### Exercise task
Can you collect and copy out every line in the records below that contains the string "blade"? Case counts.
BEGIN Dataset entries
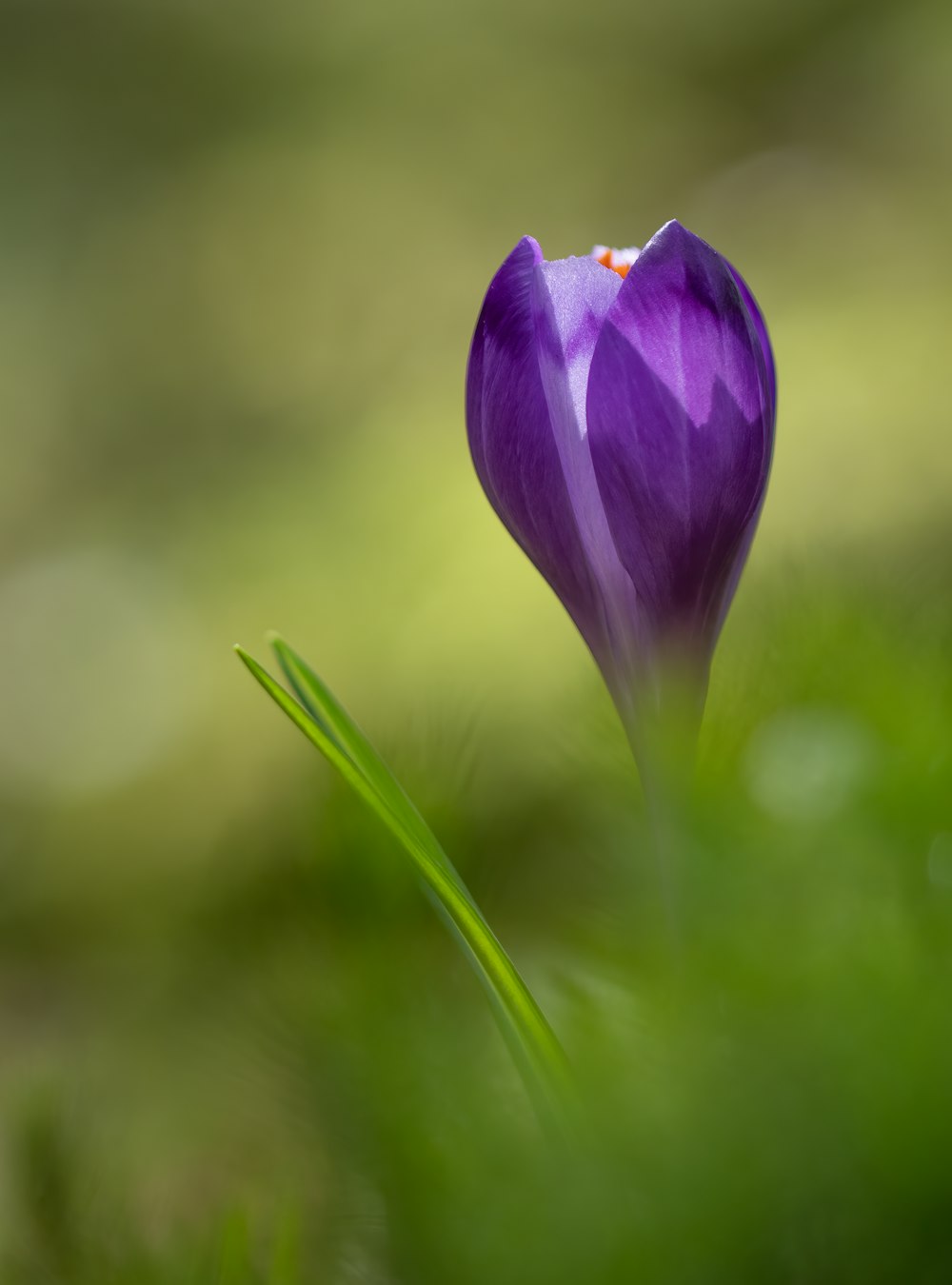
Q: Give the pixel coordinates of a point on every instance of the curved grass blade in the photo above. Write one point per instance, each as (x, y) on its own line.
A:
(327, 709)
(327, 726)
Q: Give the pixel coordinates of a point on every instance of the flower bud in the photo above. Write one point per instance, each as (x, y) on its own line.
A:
(621, 413)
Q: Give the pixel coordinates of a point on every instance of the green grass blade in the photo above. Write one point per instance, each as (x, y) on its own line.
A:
(330, 729)
(327, 709)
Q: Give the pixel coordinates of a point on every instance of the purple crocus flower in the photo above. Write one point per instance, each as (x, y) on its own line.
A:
(621, 413)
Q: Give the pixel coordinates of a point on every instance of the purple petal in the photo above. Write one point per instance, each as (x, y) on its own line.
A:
(761, 327)
(680, 413)
(511, 440)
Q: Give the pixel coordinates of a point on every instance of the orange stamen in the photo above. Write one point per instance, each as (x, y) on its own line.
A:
(608, 260)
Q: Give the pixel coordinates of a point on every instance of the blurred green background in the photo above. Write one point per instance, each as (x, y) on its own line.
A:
(242, 250)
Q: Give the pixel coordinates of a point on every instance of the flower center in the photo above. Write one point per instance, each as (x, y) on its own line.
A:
(618, 260)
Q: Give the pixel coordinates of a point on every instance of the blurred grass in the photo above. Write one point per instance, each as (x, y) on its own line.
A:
(243, 250)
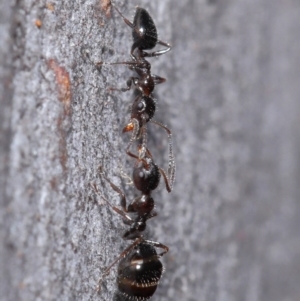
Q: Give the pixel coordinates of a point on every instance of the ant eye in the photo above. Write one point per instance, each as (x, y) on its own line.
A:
(141, 106)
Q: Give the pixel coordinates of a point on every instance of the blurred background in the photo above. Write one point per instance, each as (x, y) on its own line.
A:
(231, 99)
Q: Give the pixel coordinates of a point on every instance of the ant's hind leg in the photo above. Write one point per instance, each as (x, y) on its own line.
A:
(159, 52)
(170, 178)
(122, 255)
(157, 79)
(158, 245)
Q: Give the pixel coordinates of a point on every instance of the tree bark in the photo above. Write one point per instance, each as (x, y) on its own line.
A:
(232, 102)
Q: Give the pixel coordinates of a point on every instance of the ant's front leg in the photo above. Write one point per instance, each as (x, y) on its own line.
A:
(130, 82)
(157, 79)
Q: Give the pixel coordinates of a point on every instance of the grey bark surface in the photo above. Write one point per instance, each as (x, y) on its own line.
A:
(232, 101)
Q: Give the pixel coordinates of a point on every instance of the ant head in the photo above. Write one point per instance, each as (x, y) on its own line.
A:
(144, 32)
(146, 175)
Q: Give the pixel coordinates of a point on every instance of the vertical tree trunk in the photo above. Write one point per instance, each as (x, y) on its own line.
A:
(232, 101)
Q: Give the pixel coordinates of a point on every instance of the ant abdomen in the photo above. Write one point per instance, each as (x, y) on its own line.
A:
(144, 32)
(146, 176)
(139, 273)
(143, 205)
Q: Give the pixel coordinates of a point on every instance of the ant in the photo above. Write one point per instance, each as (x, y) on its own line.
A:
(144, 35)
(142, 112)
(140, 269)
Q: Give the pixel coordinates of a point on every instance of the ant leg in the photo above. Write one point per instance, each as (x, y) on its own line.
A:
(131, 81)
(122, 255)
(159, 52)
(169, 179)
(158, 245)
(157, 79)
(143, 147)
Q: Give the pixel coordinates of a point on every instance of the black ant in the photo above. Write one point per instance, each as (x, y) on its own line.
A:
(144, 35)
(140, 269)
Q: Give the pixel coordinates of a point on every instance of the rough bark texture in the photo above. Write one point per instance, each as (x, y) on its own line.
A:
(232, 101)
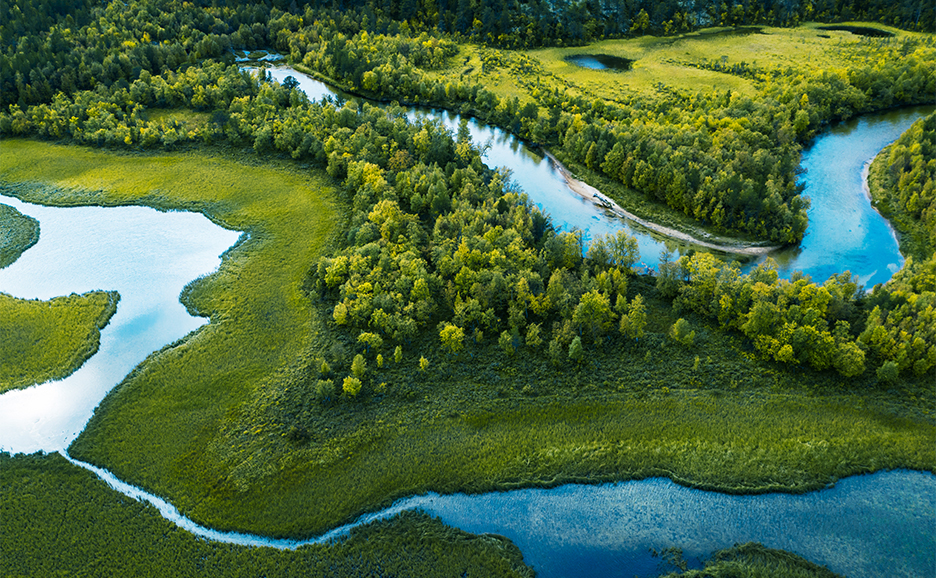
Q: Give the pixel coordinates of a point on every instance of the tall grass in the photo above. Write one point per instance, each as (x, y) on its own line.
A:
(45, 340)
(226, 424)
(18, 232)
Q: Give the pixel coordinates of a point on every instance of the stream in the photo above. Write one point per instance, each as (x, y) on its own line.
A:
(865, 526)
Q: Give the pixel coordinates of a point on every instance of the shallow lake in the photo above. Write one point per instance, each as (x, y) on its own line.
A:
(875, 525)
(145, 255)
(845, 232)
(600, 61)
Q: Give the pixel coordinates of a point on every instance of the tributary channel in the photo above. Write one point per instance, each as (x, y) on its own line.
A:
(875, 525)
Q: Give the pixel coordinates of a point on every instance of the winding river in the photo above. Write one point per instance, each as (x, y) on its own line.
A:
(881, 524)
(845, 232)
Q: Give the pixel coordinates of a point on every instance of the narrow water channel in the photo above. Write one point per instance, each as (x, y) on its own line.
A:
(876, 525)
(148, 257)
(845, 232)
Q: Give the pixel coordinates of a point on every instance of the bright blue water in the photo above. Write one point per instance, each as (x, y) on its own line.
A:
(845, 232)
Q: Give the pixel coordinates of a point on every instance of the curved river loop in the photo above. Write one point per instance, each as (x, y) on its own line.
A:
(872, 525)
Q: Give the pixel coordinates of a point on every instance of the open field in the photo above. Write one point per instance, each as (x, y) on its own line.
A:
(59, 519)
(674, 61)
(17, 233)
(47, 340)
(225, 424)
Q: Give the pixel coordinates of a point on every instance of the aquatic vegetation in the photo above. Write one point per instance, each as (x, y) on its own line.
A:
(58, 518)
(18, 232)
(47, 340)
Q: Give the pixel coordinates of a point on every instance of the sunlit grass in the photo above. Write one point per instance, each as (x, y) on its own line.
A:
(206, 421)
(45, 340)
(18, 232)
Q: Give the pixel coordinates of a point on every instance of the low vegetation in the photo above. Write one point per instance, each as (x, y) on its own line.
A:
(753, 560)
(400, 319)
(18, 232)
(59, 519)
(47, 340)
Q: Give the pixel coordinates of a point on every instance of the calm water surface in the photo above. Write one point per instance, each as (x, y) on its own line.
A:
(883, 524)
(145, 255)
(844, 233)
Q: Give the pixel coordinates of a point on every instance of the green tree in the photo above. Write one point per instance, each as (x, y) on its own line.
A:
(351, 386)
(453, 337)
(576, 351)
(682, 332)
(358, 366)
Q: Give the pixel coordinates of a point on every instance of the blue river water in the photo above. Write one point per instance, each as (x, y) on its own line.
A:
(866, 526)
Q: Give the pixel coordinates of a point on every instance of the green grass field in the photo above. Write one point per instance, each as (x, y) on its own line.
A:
(47, 340)
(59, 520)
(208, 422)
(18, 232)
(671, 60)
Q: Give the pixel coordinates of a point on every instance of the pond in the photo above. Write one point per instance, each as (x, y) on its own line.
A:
(864, 527)
(145, 255)
(600, 61)
(874, 525)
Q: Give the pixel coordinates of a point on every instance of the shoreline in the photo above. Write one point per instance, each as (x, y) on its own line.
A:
(593, 195)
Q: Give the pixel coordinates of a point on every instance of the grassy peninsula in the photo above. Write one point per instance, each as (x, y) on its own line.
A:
(18, 232)
(60, 519)
(47, 340)
(399, 319)
(700, 419)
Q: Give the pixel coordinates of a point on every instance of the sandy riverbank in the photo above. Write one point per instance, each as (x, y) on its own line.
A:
(595, 196)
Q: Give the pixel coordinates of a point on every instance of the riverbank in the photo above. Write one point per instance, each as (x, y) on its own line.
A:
(49, 340)
(17, 234)
(594, 196)
(226, 427)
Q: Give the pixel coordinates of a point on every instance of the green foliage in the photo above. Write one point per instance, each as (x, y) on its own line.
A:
(576, 352)
(453, 337)
(682, 332)
(903, 186)
(351, 386)
(753, 560)
(59, 519)
(324, 390)
(18, 232)
(47, 340)
(358, 366)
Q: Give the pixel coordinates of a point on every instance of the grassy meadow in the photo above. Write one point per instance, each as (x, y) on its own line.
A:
(61, 520)
(18, 232)
(674, 62)
(47, 340)
(225, 423)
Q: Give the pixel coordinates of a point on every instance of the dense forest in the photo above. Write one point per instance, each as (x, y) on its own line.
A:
(440, 255)
(436, 239)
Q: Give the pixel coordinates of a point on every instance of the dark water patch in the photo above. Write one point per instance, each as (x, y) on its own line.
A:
(600, 61)
(859, 30)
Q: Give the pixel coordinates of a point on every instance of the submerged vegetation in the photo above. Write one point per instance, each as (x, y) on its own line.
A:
(48, 340)
(399, 318)
(753, 560)
(18, 232)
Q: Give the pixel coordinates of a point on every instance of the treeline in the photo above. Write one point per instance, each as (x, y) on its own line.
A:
(728, 162)
(903, 186)
(59, 519)
(438, 242)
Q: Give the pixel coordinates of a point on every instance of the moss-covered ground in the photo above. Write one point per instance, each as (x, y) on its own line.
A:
(226, 425)
(59, 520)
(46, 340)
(18, 232)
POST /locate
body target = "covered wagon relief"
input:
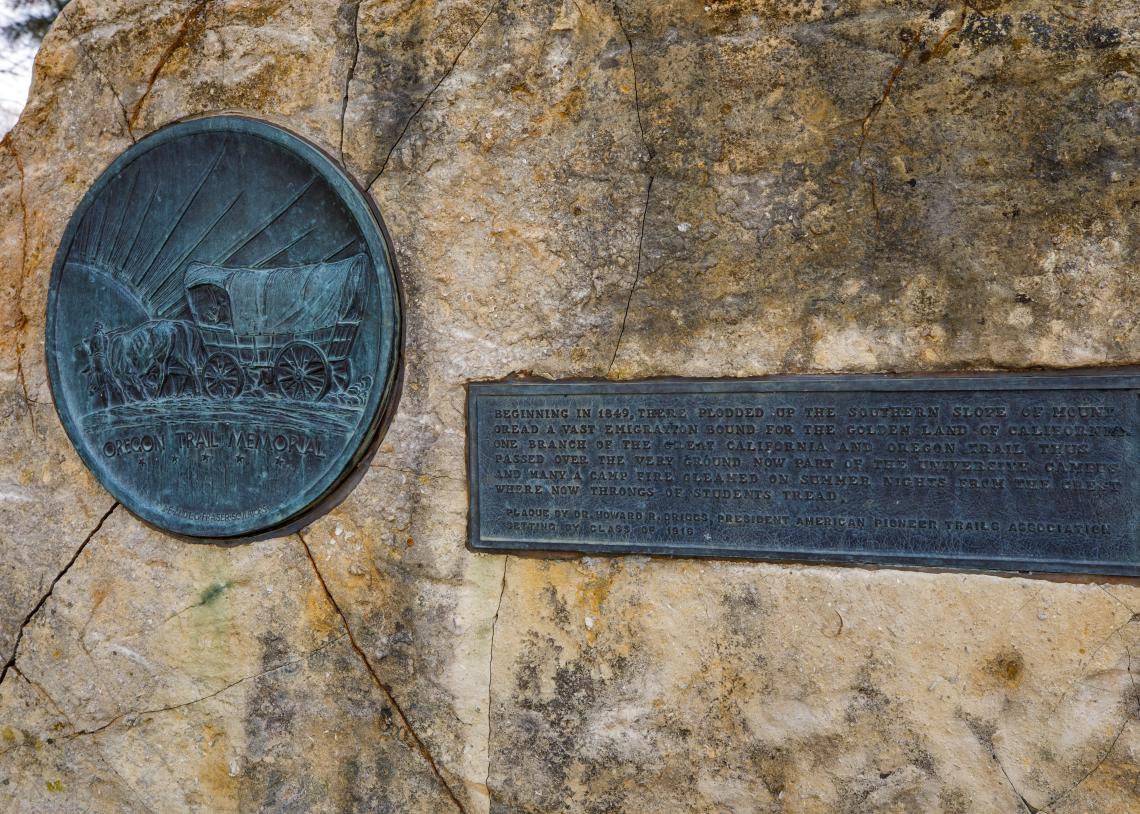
END Dataset entries
### Exercise response
Q: Give the pixel coordinates of a point on every instance of the curved grass blade in the photo above. Write one point per instance, each as (x, y) on its own line.
Q: Give the pixel coordinates of a point on every instance of the green grass blade in the photo above. Write one point per instance, each as (x, y) on its own line.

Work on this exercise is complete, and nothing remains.